╭─ THE INPUT

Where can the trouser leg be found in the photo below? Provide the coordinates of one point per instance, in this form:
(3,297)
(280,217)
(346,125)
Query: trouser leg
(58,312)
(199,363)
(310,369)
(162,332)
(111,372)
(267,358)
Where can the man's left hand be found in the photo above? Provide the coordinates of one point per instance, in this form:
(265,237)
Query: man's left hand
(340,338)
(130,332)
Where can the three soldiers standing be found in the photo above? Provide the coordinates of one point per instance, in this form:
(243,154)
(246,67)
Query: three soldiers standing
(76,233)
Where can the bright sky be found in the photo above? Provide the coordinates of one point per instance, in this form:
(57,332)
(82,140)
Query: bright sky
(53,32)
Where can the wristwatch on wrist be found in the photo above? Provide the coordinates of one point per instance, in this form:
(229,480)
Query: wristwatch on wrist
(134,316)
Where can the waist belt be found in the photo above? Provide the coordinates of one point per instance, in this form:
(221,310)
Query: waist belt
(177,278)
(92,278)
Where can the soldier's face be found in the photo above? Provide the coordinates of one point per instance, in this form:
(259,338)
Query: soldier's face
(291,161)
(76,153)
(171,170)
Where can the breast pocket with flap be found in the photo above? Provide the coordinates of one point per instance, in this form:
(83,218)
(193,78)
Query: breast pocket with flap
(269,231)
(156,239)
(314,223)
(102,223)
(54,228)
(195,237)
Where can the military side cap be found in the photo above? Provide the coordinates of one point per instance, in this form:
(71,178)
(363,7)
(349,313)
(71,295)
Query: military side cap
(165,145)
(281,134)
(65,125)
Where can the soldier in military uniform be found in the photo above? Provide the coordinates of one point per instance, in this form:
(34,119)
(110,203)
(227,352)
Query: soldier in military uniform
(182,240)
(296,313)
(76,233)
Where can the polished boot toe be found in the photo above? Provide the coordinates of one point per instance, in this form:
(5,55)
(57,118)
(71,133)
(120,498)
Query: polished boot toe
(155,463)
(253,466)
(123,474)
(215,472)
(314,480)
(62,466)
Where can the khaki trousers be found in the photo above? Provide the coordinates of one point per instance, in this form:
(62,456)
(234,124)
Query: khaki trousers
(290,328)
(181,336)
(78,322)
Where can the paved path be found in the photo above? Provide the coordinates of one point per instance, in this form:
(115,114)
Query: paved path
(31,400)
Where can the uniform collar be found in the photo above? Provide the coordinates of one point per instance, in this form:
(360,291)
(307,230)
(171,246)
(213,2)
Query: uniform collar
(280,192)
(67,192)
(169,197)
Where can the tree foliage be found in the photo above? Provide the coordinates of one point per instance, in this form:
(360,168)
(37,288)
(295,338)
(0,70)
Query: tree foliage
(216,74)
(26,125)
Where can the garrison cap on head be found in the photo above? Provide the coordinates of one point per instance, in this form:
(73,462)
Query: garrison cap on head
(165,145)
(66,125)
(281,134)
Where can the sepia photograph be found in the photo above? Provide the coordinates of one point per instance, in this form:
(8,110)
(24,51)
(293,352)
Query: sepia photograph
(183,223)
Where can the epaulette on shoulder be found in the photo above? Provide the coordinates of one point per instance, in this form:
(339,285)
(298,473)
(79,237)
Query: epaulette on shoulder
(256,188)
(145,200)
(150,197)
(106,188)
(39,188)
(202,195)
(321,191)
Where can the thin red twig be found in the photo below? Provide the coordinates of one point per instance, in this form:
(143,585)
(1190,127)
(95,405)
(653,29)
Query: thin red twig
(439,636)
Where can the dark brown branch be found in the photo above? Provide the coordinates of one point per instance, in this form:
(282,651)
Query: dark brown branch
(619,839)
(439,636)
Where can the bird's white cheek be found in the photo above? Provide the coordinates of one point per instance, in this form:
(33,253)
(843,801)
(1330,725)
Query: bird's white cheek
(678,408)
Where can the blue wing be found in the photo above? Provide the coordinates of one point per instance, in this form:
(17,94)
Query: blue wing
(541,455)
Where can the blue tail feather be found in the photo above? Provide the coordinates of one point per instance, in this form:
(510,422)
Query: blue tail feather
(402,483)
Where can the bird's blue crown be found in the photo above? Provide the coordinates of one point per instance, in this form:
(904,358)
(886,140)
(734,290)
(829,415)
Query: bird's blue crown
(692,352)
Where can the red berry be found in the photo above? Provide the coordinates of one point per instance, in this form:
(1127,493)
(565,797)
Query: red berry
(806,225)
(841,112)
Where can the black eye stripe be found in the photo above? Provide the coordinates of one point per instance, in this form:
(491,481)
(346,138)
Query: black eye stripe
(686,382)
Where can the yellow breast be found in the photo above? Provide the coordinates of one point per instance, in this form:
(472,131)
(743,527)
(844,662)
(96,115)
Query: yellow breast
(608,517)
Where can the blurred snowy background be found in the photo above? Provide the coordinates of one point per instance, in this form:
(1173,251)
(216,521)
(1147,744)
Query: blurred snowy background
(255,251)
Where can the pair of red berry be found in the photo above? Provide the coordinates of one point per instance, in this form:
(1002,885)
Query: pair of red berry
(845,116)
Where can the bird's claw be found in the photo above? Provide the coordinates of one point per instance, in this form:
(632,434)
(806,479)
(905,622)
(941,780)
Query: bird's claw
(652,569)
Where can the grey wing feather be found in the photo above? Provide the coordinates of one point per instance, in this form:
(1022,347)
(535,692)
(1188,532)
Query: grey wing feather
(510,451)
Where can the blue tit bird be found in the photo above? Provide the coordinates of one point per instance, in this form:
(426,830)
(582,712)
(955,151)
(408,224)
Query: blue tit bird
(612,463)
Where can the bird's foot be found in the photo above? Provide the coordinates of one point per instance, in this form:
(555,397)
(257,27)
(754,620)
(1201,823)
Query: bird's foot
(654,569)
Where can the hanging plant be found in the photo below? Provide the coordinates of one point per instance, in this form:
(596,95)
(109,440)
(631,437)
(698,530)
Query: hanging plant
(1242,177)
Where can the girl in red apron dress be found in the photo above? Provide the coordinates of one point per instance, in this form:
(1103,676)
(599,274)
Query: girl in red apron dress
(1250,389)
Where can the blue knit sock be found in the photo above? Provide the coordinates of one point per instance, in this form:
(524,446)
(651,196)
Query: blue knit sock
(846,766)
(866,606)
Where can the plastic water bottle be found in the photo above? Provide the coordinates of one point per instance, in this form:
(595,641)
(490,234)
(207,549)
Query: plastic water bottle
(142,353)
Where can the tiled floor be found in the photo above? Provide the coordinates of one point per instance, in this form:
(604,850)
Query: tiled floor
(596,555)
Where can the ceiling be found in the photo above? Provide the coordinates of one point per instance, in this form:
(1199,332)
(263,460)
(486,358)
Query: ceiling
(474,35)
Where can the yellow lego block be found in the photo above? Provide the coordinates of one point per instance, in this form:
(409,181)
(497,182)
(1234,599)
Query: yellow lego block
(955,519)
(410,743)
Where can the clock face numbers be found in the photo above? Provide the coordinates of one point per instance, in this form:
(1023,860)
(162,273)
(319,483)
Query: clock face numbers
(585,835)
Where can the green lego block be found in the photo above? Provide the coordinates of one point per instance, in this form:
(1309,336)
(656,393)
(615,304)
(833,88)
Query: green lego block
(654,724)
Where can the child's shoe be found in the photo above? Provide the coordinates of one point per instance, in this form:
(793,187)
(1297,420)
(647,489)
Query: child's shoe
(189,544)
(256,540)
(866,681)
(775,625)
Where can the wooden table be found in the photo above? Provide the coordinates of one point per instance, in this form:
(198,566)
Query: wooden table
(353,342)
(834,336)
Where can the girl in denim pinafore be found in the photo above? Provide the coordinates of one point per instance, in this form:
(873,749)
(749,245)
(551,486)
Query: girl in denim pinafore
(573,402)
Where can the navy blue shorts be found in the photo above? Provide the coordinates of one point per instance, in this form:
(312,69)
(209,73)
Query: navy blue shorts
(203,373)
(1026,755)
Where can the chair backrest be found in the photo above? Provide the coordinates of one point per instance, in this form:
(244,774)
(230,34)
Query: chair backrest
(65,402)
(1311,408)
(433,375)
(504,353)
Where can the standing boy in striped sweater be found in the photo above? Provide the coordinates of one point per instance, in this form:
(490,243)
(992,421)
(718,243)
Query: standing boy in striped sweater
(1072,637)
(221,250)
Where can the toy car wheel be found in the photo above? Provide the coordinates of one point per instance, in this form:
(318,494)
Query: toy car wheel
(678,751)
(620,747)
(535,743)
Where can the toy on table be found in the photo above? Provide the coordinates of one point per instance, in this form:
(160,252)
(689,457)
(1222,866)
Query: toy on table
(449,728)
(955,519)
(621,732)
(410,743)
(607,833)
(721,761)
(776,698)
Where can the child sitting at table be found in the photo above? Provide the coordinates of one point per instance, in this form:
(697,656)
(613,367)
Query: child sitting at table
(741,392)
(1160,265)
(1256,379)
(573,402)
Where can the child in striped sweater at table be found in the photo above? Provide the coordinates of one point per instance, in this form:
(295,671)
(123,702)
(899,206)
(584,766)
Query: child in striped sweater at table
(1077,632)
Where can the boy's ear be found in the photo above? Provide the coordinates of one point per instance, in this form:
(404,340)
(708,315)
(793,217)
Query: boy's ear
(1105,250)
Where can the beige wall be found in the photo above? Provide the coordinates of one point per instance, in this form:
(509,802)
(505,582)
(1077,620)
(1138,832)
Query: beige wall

╰─

Given the data above, transcribe exactly the lines from the one containing "Where can the girl in denim" down to the one containing "Where can the child sitting", and no others.

Where can the girl in denim pinafore be found in the photo above? Provide the coordinates of one point per instance, in this form:
(873,749)
(749,245)
(551,486)
Query: girl in denim pinafore
(573,402)
Where can the navy blue shorts be found in the photo above? Provide the coordinates of one point per instance, in this form:
(312,69)
(209,73)
Query: navy blue shorts
(203,373)
(1026,755)
Where can the chair backrest be found in the photo above? Provide the coordinates of one point per instance, in this form:
(244,774)
(230,34)
Query: chair backrest
(65,402)
(1311,408)
(433,375)
(504,353)
Where can the standing boy in striped sweater be found in the photo above? Provide the coordinates of one point per instance, in this form:
(490,243)
(992,421)
(718,243)
Query: standing boy in striped sweater
(1072,637)
(221,250)
Where can the toy car wheel be found in the photo above? Provide the coordinates of one point per instance, in this form:
(318,494)
Query: toy car wheel
(678,751)
(620,747)
(535,743)
Where can the toy on table be found in the photo above? Provide the coordinates of one point per instance, in this form:
(160,252)
(689,457)
(1222,866)
Query: toy on table
(449,728)
(955,519)
(621,732)
(410,743)
(607,833)
(721,761)
(776,698)
Where can the child sitting at table be found in the photo above? Provide the coordinates of one point per instance, in this form:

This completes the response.